[Written problem a] Output the stretch of the adoption article from "Howard Magazine - Page" through "son, 7-month-old Max.", word for word.
○ ○ ○ ○ ○
Howard Magazine - Page 42 - The changing face of Adoption

Howard Magazine
- Page 42
The changing face of Adoption
Long seen as costly and burdensome, adoptions are becoming more common and more accessible

By Leah Shepherd For Howard Magazine

Photos by Jay Reed

Nine years ago, Karen Stoner of Columbia got a text from her husband, Mark: “It’s a boy.”

After more than seven months of waiting, they had been matched with a baby at a foster home in South Korea. Three months later, they flew to Seoul to meet their son, 7-month-old Max.

At first, he cried a lot in the hotel, a sign that he missed his foster mom. But it didn’t take long for him to become attached to his adoptive parents after they found some foods that he was used to eating.

“He bonded super-quick to me,” Karen Stoner recalled. “It was definitely meant to be.”

She found out shortly after adopting Max, now 9, that her family would grow more: She was pregnant with their daughter, Aly, now 7.
○ ○ ○ ○ ○
[Written problem b] Gather every line in the rows below that contains the string "scrub".

[Input]
○ ○ ○ ○ ○
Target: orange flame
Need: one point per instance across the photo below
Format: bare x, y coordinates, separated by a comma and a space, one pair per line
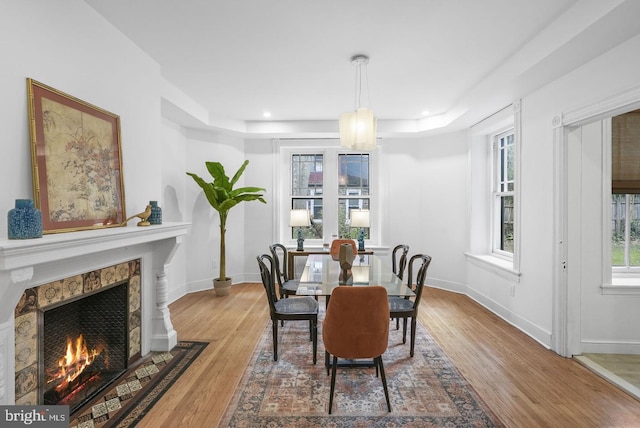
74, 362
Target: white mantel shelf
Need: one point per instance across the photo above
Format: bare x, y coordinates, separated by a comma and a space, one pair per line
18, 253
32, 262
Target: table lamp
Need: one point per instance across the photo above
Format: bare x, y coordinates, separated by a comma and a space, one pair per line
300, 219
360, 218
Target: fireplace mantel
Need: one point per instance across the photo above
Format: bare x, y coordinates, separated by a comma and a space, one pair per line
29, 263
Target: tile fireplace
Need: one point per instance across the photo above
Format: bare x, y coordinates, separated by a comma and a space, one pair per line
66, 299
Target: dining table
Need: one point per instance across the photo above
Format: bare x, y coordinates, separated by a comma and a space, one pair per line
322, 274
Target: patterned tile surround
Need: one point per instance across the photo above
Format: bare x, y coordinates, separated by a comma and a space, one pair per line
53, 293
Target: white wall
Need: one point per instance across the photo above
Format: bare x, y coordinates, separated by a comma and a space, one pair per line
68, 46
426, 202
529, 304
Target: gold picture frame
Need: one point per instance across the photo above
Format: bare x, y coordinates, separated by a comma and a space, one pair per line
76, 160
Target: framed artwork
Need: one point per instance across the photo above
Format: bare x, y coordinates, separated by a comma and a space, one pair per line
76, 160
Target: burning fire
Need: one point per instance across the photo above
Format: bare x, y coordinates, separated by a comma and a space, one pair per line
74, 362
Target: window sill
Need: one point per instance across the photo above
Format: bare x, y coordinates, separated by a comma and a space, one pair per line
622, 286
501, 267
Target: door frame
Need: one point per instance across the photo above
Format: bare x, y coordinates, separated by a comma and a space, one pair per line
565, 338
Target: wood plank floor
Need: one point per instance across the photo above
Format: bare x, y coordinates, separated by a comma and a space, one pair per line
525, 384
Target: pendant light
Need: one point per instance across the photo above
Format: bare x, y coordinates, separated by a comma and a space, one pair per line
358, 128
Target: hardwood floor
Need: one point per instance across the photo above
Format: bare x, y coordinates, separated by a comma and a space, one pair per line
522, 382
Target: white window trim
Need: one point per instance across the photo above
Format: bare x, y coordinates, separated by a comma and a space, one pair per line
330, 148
○ ○ ○ ○ ○
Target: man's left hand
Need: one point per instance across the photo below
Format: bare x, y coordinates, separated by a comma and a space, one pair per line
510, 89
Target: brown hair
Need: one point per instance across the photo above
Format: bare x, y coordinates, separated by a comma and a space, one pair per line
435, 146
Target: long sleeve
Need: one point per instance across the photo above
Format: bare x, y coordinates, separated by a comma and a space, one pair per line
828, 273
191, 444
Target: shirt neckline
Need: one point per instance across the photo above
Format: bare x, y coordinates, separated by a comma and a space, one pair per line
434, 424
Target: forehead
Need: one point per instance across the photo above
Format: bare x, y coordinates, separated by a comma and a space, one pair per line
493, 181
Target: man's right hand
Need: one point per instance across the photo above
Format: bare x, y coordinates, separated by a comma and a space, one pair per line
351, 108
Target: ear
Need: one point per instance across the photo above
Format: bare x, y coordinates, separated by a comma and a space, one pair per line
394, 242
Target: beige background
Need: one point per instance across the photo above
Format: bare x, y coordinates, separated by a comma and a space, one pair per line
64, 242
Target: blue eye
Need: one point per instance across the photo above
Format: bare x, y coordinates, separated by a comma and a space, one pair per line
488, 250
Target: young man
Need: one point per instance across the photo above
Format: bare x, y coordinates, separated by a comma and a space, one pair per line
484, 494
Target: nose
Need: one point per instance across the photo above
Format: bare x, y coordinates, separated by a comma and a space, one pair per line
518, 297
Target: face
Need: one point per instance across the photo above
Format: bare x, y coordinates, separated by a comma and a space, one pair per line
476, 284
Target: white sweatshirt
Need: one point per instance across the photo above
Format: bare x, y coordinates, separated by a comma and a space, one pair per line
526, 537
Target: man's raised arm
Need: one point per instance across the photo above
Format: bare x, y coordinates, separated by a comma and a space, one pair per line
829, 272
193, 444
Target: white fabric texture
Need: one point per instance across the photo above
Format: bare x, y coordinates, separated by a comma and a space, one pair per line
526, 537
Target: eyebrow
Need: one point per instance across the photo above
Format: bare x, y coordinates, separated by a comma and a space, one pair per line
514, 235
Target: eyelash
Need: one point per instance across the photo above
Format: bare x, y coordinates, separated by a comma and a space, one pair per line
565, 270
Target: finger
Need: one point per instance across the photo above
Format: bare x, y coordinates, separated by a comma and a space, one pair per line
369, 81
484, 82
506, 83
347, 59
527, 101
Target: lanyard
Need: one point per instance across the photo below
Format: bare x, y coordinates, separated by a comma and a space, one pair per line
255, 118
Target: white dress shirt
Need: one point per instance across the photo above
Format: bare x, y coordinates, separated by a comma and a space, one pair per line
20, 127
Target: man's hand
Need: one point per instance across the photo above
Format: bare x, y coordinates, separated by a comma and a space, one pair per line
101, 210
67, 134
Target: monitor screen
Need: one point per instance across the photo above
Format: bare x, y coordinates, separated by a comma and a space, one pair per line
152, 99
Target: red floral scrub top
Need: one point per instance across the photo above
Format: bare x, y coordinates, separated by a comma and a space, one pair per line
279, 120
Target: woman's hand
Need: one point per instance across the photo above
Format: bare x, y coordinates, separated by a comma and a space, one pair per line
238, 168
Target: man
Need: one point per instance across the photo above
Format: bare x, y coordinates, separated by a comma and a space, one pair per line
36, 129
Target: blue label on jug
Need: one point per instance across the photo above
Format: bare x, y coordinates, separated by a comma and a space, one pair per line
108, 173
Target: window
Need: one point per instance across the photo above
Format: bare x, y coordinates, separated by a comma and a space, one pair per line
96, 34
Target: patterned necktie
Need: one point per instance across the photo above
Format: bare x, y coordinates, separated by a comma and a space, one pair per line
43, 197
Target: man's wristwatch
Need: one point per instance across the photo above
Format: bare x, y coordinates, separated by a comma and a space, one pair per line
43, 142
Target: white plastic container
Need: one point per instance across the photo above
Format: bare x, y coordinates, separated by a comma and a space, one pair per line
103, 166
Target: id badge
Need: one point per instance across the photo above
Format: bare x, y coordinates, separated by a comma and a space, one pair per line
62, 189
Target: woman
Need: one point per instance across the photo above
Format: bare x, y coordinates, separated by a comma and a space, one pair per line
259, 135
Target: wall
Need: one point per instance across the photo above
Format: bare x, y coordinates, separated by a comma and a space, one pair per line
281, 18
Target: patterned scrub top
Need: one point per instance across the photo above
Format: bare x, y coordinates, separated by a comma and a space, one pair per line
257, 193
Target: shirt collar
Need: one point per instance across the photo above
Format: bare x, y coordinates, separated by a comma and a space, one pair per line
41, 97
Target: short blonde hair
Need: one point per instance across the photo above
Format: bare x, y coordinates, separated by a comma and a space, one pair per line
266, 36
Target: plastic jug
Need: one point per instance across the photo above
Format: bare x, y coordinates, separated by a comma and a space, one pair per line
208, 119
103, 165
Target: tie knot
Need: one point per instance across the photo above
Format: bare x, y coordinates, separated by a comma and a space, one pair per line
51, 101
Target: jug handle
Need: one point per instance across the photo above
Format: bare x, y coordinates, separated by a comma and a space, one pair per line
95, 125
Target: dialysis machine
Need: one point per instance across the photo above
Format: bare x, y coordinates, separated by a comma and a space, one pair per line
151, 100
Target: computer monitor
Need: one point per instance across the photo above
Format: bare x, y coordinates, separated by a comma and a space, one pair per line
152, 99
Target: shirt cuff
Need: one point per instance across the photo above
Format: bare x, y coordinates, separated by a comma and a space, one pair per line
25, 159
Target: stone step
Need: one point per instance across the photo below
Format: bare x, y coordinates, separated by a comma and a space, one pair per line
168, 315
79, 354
○ ○ ○ ○ ○
[Expected answer a]
Howard Magazine - Page 42 - The changing face of Adoption

Howard Magazine
- Page 42
The changing face of Adoption
Long seen as costly and burdensome, adoptions are becoming more common and more accessible

By Leah Shepherd For Howard Magazine

Photos by Jay Reed

Nine years ago, Karen Stoner of Columbia got a text from her husband, Mark: “It’s a boy.”

After more than seven months of waiting, they had been matched with a baby at a foster home in South Korea. Three months later, they flew to Seoul to meet their son, 7-month-old Max.

[Expected answer b]
Target: red floral scrub top
Target: patterned scrub top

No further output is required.